Richiesta →
Secondo l'estratto, quale valore complessivo hanno i due appalti per l'Expo vinti dall'impresa di Enrico Maltauro?

Estratto →
§ §
Paolo Biondani e Fabrizio Gatti, L’Espresso 16/5/2014, 16 maggio 2014
CRONACA DI UNO SCANDALO ANNUNCIATO
Adesso qualcuno spera che il resto della storia rimanga segreto. Prega che non si sappia che la Prefettura di Milano avrebbe potuto, e forse dovuto, fermare l’ingresso della “Maltauro costruzioni” negli appalti per l’Expo 2015. Perché alcuni funzionari del prefetto avevano da tempo scritto che «la società Maltauro tende a subappaltare lavori a ditte che sono successivamente destinatarie di informazioni antimafia interdittive»: cioè, secondo il rapporto, l’impresa veneta si serve anche di imprenditori collegati alla criminalità organizzata. Nessuno però in Prefettura se l’è sentita di privare l’Expo del contributo di Enrico Maltauro, 59 anni, il boss dell’impresa che ha vinto due appalti indispensabili all’esposizione universale per un totale di 97 milioni e mezzo. Il 21 febbraio 2014 dopo sette mesi di istruttoria, l’«Ufficio di supporto della sezione specializzata del comitato di coordinamento per l’alta sorveglianza sulle grandi opere Expo Milano 2015» (questo il pomposo nome) ha deciso di fare più umilmente come Penelope durante l’assenza di Ulisse: «Si resta in attesa dell’esito degli ulteriori accertamenti in corso», sottoscrivono la dirigente prefettizia della struttura di sorveglianza, la dirigente di gabinetto della Prefettura, tre tenenti colonnello, due vicequestori, un tenente e un sostituto commissario. I nove rappresentanti della legge permettono così a Enrico Maltauro di continuare a lavorare indisturbato nei cantieri. Fino al suo arresto, l’8 maggio, per presunte tangenti con due immortali faccendieri di Tangentopoli anni ‘90, Gianstefano Frigerio, 75 anni, area Berlusconi, e Primo Greganti, 70 anni, tessera Pd ora sospesa, l’ex onorevole del Pdl Luigi Grillo, 71 anni, e Angelo Paris, 48 anni, promettente direttore generale e responsabile dei contratti di Expo, praticamente il numero due della società pubblica a cui resta un anno per preparare l’evento.
L’inchiesta della Procura di Milano esce allo scoperto negli stessi giorni in cui indagini antimafia e sentenze colpiscono i pilastri di vent’anni di centrodestra in Italia e riscoprono nomi intramontabili delle bustarelle rosse. Così ecco la fuga in Libano del fondatore di Forza Italia, Marcello Dell’Utri, condannato per concorso esterno a Cosa Nostra, l’arresto del ministro dell’Interno ai tempi del G8 a Genova, Claudio Scajola, successivamente famoso per l’appartamento sul Colosseo pagato a sua insaputa, fino all’intrigo massonico che lega i due con la rete che protegge la latitanza dell’ex parlamentare berlusconiano, Amedeo Matacena, condannato a sua volta per concorso esterno alla ‘ndrangheta. Ma ecco anche il ruolo di Primo Greganti, l’ex cassiere del Pci arrestato e condannato durante la prima inchiesta di Mani pulite e ancora operativo, secondo la Procura, nei contratti per l’Expo e la sanità con il coinvolgimento di alcune importanti cooperative. Tanto per confermare quanto l’appalto con l’aiutino della stecca non faccia schifo nemmeno a sinistra. Se questo sia l’inizio di una stagione rinnovata di Mani pulite dipende dal supporto di uomini e mezzi che il ministro dell’Interno, Angelino Alfano, e il collega della Giustizia, Andrea Orlando, forniranno alle indagini.
§ §
Dati forniti →
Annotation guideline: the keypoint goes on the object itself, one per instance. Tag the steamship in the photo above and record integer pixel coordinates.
§ §
Risultato →
I due appalti hanno un valore complessivo di 97 milioni e mezzo.